● WRITTEN PROBLEM 1
Return, verbatim, the passage of the electricity investment text below, starting with "What electricity investors" and going on through "emissions by 2050.".

● TEXT
☆ ☆ ☆

Wholesale electricity prices have doubled across Eastern Australia in the past couple of years, and the electricity sector is under a lot of pressure to do something about it. In response, generators often say that they would like to construct new capacity or upgrade old generators – but not without greater certainty about the future climate policy framework they face. What are they on about?
What electricity investors know
Electricity supply and energy intensive industries are capital intensive and involve assets with multi-decade lifespans. Many factors will shape the return these assets provide to investors, but the design of the electricity market and of climate policy are fundamentally important. Currently investors know:
- Australia has significant emissions reduction commitments that are likely to deepen. The Commonwealth has pledged to reduce emissions to 26-28% below 2005 levels by 2030, and has signed the Paris Agreement which aims to achieve global net zero emissions in the second half of the century. The Governments of New South Wales, Queensland, South Australia, Tasmania, Victoria and the Australian Capital Territory have committed their jurisdictions to achieve net zero emissions by 2050.
- The electricity sector, as a significant current source of emissions and a potential enabler of decarbonisation in transport and other sectors, will play a critical role in efforts to achieve these ambitions.
- There are many possible policies for reducing emissions in the electricity sector, and they may have sharply different impacts on individual assets or technologies. An existing, upgraded or new coal generator might face sharply higher operating costs under a carbon price or Emissions Intensity Scheme (EIS), or no penalty (or even some revenue) under a Clean Energy Target (CET). An existing wind generator might benefit from higher electricity prices under a carbon price, or payments from dirtier generators under an emissions intensity scheme – but under a CET it might be ineligible for support while facing suppressed wholesale electricity prices.

☆ ☆ ☆

● SOURCE DATA
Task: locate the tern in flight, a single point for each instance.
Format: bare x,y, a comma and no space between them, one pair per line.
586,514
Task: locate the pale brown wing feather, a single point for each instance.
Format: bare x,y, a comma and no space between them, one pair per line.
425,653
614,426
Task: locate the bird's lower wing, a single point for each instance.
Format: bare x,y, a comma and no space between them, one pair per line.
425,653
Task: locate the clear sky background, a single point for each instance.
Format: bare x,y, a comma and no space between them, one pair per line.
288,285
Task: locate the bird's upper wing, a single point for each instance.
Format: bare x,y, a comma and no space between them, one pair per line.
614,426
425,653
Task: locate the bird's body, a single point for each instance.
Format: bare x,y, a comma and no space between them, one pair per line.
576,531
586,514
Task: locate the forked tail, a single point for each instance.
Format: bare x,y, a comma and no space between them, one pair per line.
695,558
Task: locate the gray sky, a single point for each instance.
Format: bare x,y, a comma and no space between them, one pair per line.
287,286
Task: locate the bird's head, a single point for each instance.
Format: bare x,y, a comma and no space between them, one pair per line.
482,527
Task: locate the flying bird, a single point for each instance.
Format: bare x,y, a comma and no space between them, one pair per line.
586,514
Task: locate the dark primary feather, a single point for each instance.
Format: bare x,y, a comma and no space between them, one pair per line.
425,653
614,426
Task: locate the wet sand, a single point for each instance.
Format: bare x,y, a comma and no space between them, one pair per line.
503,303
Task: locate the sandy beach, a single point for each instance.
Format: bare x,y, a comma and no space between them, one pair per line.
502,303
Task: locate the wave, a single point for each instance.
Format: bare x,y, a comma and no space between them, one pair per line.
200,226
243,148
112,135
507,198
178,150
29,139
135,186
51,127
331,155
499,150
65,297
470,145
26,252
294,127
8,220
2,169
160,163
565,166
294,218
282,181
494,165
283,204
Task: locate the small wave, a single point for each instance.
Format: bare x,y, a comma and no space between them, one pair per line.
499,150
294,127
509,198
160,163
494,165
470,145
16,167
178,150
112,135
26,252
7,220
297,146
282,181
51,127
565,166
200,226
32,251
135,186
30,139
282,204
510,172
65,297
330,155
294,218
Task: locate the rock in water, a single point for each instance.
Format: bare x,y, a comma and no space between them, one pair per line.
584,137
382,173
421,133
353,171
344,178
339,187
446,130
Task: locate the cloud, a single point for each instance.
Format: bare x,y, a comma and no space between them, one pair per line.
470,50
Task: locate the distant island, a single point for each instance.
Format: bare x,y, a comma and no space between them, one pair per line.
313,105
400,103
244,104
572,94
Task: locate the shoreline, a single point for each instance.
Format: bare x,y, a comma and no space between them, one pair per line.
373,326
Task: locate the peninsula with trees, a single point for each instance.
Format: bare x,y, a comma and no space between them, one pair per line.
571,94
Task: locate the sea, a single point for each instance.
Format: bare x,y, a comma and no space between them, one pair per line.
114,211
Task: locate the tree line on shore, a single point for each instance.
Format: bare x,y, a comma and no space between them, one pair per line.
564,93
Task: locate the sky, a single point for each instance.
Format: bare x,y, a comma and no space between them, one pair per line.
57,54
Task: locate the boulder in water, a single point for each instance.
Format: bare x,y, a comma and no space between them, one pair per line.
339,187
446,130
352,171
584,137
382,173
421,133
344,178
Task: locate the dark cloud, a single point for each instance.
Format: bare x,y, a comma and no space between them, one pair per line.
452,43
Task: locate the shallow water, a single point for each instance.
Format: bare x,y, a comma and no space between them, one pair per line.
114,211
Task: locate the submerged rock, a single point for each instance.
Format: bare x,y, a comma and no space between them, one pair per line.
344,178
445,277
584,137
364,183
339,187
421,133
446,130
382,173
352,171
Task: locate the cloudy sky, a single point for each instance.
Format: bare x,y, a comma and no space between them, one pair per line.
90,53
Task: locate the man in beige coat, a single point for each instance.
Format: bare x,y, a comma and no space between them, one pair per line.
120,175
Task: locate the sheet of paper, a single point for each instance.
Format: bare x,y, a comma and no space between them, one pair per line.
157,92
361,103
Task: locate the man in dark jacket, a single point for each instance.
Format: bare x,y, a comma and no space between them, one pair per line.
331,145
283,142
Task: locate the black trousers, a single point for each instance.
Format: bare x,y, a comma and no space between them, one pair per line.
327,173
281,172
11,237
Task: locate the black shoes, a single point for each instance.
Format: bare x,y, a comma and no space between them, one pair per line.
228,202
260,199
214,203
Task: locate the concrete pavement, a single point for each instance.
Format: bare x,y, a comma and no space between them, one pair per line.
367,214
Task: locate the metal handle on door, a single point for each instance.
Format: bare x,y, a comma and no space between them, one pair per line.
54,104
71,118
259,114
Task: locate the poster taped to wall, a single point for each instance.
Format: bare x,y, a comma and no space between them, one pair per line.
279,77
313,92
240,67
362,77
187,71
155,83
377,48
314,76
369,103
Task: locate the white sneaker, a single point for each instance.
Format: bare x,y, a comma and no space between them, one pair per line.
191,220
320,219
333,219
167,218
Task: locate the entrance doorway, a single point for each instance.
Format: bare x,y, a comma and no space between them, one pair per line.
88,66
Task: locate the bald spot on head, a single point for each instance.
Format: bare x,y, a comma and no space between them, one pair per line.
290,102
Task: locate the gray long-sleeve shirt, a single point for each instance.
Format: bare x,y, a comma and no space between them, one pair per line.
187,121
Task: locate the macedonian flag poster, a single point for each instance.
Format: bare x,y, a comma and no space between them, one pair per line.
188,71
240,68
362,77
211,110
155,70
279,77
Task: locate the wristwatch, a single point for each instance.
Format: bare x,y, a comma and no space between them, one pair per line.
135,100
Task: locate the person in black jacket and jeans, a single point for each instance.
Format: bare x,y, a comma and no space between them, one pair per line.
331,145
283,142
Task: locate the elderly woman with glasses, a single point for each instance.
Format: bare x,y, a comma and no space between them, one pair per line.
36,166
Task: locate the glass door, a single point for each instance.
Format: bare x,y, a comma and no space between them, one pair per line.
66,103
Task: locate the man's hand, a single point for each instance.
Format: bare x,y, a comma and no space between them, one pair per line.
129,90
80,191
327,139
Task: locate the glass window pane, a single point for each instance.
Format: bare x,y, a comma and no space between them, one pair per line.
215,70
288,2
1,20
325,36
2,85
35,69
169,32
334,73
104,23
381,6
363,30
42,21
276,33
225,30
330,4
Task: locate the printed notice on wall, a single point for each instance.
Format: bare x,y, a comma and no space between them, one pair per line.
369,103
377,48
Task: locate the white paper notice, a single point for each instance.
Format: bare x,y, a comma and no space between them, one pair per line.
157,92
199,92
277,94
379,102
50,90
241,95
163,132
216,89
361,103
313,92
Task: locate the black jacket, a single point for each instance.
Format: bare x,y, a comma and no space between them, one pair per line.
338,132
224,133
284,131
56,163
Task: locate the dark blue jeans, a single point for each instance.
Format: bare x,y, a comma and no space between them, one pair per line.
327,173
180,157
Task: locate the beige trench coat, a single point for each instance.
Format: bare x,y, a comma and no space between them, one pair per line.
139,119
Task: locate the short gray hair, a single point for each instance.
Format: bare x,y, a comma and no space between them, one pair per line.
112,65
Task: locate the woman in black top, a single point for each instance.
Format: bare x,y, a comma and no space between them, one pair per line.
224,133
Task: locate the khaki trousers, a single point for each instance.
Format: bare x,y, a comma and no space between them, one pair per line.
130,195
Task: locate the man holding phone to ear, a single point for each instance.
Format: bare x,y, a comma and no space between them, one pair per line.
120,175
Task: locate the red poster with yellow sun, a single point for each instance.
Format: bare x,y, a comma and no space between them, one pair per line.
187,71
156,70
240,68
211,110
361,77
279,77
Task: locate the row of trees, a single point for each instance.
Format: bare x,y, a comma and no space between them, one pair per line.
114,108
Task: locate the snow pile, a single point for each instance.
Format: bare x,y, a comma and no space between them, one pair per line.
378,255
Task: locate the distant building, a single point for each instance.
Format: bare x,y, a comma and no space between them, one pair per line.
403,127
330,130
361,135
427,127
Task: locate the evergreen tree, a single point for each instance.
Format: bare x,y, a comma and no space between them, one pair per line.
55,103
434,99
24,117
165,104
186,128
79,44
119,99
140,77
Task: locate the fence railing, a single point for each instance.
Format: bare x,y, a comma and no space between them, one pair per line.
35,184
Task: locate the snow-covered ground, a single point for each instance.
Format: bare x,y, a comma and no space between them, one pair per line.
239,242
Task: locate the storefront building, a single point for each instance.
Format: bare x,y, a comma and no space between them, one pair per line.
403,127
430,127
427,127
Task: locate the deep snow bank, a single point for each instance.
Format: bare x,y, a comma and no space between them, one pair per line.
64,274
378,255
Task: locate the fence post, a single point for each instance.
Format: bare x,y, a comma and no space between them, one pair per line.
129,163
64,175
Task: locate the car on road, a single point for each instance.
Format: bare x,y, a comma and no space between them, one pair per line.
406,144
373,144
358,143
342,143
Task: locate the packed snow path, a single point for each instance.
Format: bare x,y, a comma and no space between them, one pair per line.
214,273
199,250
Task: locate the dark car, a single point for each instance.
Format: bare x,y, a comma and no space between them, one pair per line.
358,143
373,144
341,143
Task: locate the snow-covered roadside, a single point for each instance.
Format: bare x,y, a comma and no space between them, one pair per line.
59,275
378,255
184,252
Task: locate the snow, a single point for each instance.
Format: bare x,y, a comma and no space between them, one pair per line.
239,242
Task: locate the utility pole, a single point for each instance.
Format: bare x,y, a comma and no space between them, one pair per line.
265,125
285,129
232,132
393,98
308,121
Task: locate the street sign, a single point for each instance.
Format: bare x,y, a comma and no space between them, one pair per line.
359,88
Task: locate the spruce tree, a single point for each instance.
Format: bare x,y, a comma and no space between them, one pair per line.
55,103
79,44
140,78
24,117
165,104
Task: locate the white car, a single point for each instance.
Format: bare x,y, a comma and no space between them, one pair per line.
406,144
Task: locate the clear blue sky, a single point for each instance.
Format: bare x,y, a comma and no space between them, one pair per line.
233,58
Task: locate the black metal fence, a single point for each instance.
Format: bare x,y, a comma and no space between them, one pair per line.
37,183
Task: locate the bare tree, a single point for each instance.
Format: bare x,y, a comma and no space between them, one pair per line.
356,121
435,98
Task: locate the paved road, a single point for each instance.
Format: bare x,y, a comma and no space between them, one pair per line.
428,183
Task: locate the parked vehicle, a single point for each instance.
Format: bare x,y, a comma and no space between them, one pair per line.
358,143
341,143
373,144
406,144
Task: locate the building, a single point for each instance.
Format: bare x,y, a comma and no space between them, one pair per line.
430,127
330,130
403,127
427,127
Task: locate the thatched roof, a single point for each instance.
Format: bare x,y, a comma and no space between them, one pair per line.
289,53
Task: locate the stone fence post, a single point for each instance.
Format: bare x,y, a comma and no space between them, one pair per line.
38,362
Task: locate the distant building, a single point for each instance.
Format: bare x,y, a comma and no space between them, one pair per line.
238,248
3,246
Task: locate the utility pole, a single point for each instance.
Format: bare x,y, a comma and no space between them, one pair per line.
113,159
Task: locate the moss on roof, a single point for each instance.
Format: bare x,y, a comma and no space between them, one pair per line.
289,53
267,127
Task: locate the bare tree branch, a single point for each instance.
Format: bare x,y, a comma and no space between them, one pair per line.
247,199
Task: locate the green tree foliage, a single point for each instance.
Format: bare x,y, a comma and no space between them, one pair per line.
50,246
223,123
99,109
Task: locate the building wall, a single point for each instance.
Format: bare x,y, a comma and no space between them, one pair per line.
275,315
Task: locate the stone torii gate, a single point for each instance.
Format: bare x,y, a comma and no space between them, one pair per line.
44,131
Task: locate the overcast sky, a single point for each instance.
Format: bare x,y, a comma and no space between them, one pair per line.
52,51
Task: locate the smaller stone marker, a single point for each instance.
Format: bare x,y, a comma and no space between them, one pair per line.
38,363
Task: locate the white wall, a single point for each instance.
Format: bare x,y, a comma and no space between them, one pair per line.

☆ ☆ ☆

● WRITTEN PROBLEM 2
Give only the number of lines in the records above that contain the string "beige", treating uppercase and lowercase as distinct.

● SOLUTION 1
What electricity investors know
Electricity supply and energy intensive industries are capital intensive and involve assets with multi-decade lifespans. Many factors will shape the return these assets provide to investors, but the design of the electricity market and of climate policy are fundamentally important. Currently investors know:
- Australia has significant emissions reduction commitments that are likely to deepen. The Commonwealth has pledged to reduce emissions to 26-28% below 2005 levels by 2030, and has signed the Paris Agreement which aims to achieve global net zero emissions in the second half of the century. The Governments of New South Wales, Queensland, South Australia, Tasmania, Victoria and the Australian Capital Territory have committed their jurisdictions to achieve net zero emissions by 2050.

● SOLUTION 2
2